→ **EXERCISE SET**
1. Revise the passage about Lucien Lemoine by reproducing the part that opens with the words containing "Lucien Lemoine (December" and closes with "writer Jacqueline Scott-Lemoine.", with "stage director" replaced by "theater director".
2. For the passage about Lucien Lemoine, say whether each statement agrees with it, answering yes or no and quoting the deciding words: (a) Lemoine was born in Port-au-Prince. (b) Aimé Césaire was the witness at the couple's wedding. (c) Lemoine and his wife obtained Senegalese citizenship in 1966.

→ **SELECTED EXCERPT**
= = = = =
Lucien Lemoine (December 19, 1923 – January 13, 2010) was a Haitian-Senegalese stage director, actor, poet, and radio host. Born in Haiti, he fled the dictatorship of François Duvalier and settled in Senegal, where he became a citizen.

He was married to the actress and writer Jacqueline Scott-Lemoine.

== Early life and exile in Paris ==
Lucien Lemoine was born in 1923 in Jacmel, Haiti. He began his theater career in his home country. In the early 1960s, he emigrated to Paris, where he met his future wife, actress Jacqueline Scott. A fellow Haitian expatriate, she had settled in Paris in 1962 after fleeing the François Duvalier regime. The couple married on July 15, 1964, at the Haitian Embassy in Paris, with the writer Aimé Césaire as their witness.

== Theater career in Europe and Africa ==
In 1966, Lucien Lemoine and Jacqueline Scott-Lemoine traveled to Senegal with Jean-Marie Serreau's theater troupe, of which they were both members, to perform at the first World Festival of Black Arts. Lemoine played the Baron de Vastey, while his wife played the Queen, in Aimé Césaire's 1963 play La Tragédie du roi Christophe. The piece had been a resounding success in Europe, notably in Salzburg, but its premiere at Dakar's Daniel Sorano National Theater brought it to new heights and was attended by such important figures as Emperor Haile Selassie, Josephine Baker, André Malraux, James Baldwin, and Cheikh Anta Diop, among others. Lemoine was profoundly marked by this experience as an actor, as he relates in his book Douta Seck ou La tragédie du roi Christophe.

== Emigration to Senegal ==
At the end of the World Festival of Black Arts, at Lemoine's request, Senegalese President Léopold Sédar Senghor offered him political asylum. Lemoine and his wife settled in the country, where they would obtain citizenship in 1976.
= = = = =
→ **Collected data**
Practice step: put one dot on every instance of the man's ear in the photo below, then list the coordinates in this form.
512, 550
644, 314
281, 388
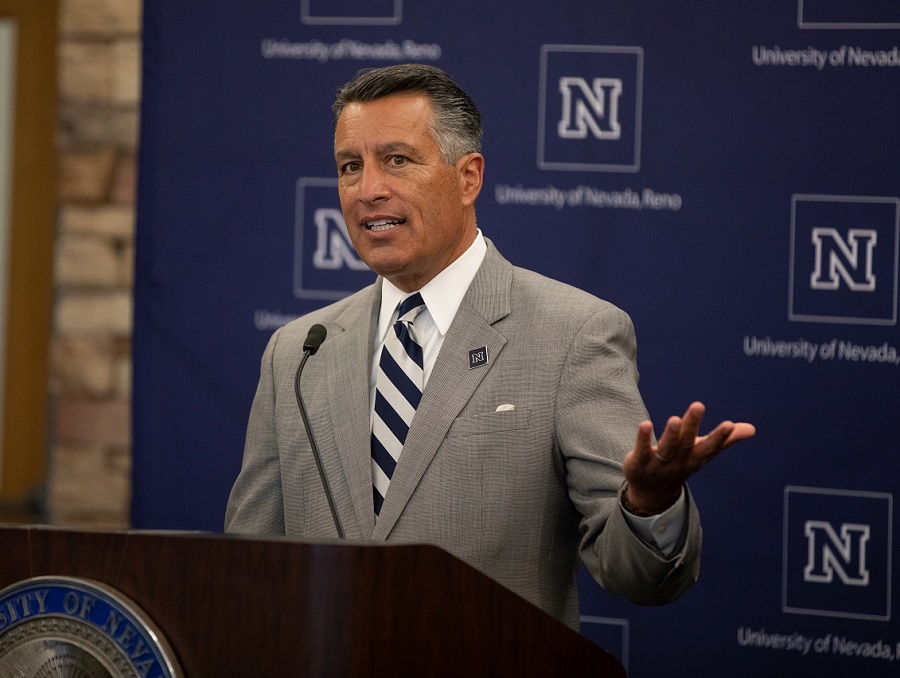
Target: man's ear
471, 175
= = = = =
→ **RESULTS FOR THE EXERCISE**
1.
Lucien Lemoine (December 19, 1923 – January 13, 2010) was a Haitian-Senegalese theater director, actor, poet, and radio host. Born in Haiti, he fled the dictatorship of François Duvalier and settled in Senegal, where he became a citizen.

He was married to the actress and writer Jacqueline Scott-Lemoine.

2.
(a) No: "Lucien Lemoine was born in 1923 in Jacmel, Haiti."
(b) Yes: "with the writer Aimé Césaire as their witness."
(c) No: "where they would obtain citizenship in 1976."